Location identification items
- - - - - - -
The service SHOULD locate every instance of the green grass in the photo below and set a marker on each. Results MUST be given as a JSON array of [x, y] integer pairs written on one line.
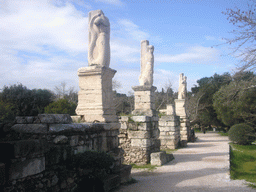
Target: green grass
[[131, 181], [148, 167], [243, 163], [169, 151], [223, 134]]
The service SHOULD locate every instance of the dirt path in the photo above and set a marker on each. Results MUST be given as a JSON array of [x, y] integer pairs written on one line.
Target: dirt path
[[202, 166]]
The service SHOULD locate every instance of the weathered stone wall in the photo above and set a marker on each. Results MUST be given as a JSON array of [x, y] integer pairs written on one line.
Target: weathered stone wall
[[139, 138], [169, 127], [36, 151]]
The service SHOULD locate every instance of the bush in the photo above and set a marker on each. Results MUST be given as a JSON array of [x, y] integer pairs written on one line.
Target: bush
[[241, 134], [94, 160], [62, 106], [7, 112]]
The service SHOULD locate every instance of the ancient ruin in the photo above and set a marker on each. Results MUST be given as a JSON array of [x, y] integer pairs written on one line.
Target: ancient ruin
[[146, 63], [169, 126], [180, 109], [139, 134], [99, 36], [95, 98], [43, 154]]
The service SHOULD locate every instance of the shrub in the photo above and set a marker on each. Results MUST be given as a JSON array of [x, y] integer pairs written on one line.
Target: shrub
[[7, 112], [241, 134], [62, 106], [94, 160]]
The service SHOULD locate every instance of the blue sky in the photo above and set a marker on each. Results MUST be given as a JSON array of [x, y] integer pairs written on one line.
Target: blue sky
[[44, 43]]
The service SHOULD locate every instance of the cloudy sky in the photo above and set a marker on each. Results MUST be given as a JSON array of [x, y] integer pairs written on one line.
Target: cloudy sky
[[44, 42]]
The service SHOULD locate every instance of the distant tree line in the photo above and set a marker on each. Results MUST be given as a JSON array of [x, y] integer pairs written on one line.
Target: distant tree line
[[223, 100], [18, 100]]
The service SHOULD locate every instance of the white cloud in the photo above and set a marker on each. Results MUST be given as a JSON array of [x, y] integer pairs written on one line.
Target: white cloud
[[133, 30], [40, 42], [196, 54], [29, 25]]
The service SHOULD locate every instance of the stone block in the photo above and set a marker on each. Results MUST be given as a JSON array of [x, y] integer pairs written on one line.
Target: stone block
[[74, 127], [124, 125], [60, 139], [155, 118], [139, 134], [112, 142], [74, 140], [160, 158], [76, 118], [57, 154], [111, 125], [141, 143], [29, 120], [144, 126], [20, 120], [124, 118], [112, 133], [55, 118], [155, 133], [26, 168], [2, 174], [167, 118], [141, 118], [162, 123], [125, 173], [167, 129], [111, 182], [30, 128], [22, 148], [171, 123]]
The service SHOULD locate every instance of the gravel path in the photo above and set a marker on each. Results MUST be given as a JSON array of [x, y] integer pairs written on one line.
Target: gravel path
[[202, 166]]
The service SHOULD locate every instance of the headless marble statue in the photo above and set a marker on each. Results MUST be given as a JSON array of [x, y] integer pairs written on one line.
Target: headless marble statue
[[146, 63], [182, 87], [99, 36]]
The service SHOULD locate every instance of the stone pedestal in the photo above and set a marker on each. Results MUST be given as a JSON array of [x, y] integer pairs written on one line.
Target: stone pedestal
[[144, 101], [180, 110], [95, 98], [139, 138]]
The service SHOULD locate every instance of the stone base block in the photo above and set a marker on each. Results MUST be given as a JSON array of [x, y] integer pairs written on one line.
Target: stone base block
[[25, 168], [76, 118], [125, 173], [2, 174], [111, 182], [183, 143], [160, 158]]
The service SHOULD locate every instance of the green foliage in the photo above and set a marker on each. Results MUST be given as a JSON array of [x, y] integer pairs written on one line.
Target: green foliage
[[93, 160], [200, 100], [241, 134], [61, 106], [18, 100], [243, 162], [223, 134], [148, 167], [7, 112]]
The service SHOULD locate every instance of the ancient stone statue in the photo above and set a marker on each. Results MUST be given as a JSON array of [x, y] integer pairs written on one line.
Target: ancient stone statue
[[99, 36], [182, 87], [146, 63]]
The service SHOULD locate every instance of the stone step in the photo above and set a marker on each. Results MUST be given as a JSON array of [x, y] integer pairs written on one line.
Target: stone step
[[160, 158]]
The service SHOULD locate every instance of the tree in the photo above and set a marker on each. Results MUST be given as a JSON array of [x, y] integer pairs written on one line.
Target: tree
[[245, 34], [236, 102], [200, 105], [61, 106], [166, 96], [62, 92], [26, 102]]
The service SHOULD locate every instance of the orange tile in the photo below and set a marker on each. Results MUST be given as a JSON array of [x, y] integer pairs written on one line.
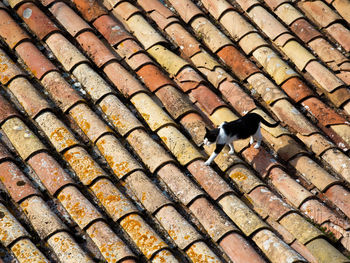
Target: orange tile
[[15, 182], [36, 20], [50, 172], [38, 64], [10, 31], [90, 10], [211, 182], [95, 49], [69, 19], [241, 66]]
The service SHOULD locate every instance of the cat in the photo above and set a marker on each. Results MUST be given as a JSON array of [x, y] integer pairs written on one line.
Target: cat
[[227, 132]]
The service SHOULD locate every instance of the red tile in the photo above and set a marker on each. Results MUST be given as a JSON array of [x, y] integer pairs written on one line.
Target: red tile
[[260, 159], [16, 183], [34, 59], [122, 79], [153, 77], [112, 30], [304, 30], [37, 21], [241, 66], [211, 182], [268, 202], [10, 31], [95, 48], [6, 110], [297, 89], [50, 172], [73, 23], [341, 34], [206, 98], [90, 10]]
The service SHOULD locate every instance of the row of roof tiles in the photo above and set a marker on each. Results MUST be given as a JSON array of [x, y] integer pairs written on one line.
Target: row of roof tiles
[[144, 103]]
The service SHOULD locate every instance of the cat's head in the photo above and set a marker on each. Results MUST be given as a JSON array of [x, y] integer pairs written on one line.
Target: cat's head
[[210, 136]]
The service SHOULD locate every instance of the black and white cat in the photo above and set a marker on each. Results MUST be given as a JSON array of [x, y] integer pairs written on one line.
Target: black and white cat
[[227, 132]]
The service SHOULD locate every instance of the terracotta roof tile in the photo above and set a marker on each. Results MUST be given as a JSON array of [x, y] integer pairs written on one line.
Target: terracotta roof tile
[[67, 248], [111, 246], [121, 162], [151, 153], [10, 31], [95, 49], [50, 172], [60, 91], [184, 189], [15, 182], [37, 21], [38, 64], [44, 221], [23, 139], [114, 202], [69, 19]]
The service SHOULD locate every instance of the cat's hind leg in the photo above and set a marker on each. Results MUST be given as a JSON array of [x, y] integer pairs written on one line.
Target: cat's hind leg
- - - - - - -
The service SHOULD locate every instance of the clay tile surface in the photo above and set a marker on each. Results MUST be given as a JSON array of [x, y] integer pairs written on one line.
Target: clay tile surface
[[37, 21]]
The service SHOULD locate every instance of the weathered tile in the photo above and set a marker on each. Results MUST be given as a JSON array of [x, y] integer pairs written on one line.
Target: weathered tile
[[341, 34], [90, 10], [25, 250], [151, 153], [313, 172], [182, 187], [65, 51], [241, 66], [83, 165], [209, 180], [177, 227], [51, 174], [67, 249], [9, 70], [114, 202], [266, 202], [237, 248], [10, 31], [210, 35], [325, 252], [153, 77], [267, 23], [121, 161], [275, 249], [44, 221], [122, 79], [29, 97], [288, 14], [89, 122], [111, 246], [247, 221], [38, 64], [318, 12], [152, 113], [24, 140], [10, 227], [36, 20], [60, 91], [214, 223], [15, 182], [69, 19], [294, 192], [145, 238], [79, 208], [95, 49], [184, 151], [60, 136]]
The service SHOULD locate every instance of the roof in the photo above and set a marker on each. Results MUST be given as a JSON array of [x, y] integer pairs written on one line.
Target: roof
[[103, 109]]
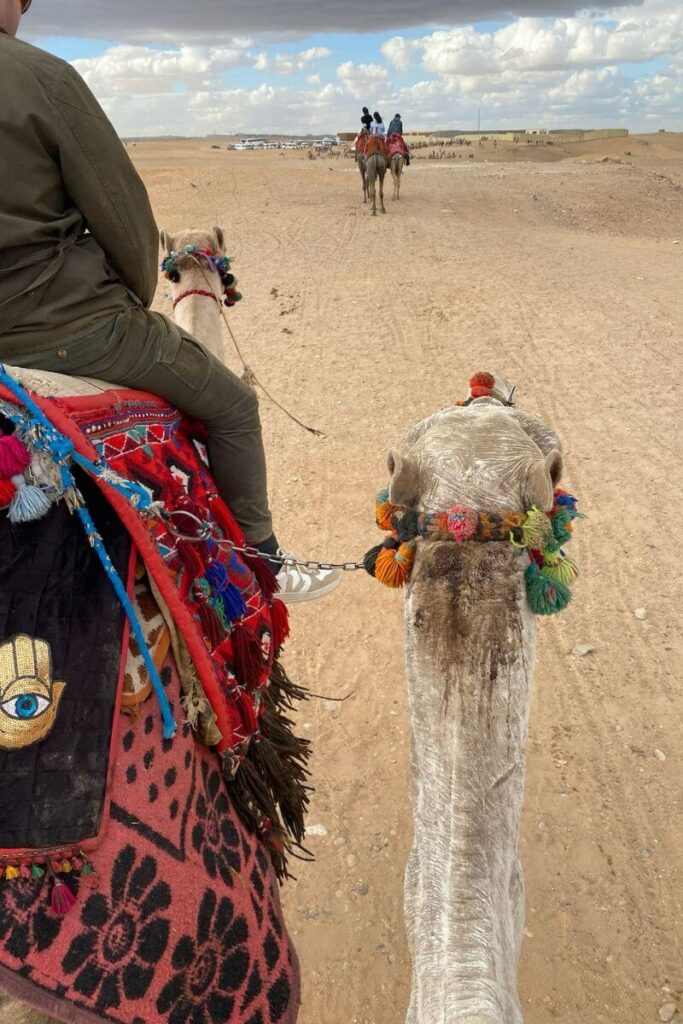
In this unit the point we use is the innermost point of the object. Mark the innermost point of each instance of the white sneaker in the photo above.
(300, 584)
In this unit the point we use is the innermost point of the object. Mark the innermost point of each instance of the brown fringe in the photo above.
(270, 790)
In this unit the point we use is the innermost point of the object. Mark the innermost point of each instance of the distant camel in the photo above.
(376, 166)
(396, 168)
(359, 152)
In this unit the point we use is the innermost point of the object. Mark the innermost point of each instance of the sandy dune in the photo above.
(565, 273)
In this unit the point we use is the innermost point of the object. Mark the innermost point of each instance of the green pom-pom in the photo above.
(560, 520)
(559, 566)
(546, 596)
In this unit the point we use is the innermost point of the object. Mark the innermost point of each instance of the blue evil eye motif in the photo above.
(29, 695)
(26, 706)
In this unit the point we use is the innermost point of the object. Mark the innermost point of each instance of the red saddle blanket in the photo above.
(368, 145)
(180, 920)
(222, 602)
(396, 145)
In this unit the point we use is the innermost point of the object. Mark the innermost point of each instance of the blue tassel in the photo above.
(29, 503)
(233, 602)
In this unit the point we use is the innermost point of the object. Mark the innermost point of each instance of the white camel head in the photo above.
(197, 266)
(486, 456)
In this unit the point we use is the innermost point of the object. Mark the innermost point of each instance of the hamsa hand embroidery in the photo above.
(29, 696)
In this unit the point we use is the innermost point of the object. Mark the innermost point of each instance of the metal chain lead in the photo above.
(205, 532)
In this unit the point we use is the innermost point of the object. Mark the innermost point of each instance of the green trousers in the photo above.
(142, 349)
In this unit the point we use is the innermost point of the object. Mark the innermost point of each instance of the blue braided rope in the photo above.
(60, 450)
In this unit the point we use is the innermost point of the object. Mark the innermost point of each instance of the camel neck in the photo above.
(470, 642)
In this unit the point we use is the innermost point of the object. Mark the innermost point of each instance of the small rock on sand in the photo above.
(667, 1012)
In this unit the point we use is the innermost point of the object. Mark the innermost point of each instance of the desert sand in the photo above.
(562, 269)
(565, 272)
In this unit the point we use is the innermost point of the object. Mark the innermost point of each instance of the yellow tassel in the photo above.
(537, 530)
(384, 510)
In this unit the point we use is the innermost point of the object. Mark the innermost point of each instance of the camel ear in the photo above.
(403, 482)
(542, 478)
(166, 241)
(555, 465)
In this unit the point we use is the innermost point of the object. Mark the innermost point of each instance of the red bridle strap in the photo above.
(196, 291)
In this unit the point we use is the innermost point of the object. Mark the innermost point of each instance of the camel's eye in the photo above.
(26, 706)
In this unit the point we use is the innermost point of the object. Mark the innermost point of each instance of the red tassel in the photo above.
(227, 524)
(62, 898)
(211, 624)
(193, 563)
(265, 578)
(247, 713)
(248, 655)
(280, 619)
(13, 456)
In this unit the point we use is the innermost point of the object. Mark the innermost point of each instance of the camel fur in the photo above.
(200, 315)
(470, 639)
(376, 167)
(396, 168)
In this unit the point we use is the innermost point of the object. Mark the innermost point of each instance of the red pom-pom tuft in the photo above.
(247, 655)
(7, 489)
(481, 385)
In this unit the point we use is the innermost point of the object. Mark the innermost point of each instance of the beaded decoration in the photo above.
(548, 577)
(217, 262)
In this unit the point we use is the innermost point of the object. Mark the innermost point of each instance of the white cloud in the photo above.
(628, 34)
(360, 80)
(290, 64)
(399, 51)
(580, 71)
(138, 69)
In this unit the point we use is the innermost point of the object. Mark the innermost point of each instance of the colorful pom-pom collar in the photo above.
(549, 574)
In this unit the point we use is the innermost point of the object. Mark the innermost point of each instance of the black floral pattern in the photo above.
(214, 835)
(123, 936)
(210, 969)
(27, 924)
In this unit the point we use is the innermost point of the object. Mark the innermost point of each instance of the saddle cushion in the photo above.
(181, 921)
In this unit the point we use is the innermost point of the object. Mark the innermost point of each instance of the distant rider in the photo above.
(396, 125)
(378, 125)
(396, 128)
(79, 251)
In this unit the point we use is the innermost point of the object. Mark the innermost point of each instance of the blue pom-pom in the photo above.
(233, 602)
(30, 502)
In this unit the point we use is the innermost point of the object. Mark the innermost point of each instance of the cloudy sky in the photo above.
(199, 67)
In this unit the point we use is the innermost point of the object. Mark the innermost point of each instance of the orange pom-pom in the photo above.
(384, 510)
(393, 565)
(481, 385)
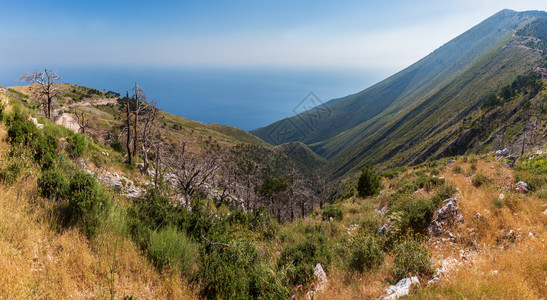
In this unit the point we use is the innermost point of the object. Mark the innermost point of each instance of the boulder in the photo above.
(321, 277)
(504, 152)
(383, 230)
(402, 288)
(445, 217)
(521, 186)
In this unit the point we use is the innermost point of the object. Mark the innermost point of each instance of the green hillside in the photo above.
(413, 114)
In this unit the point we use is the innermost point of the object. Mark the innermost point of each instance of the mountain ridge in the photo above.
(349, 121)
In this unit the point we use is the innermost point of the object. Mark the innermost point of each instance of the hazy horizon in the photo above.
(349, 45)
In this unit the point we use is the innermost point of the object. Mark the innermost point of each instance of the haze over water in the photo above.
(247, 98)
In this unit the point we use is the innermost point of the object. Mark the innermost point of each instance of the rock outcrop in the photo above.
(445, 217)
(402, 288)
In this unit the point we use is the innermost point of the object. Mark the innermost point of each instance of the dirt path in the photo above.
- - - - - - -
> [WHAT YOU ARE ASKED TO DO]: Count the lines in the records above that contain the string "orange". Give only the number.

> [WORKED SOLUTION]: 3